### [Data to process]
◇ ◇ ◇

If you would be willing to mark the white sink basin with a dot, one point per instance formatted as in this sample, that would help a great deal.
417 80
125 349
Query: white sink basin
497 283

◇ ◇ ◇

### [Task details]
Repeat the data above line for line, with no changes.

### [Solution for this task]
If you would be willing to mark the white sink basin with a dot, one point per instance formatted as in this sample, that would help a great deal.
417 80
125 349
Query: white sink basin
497 283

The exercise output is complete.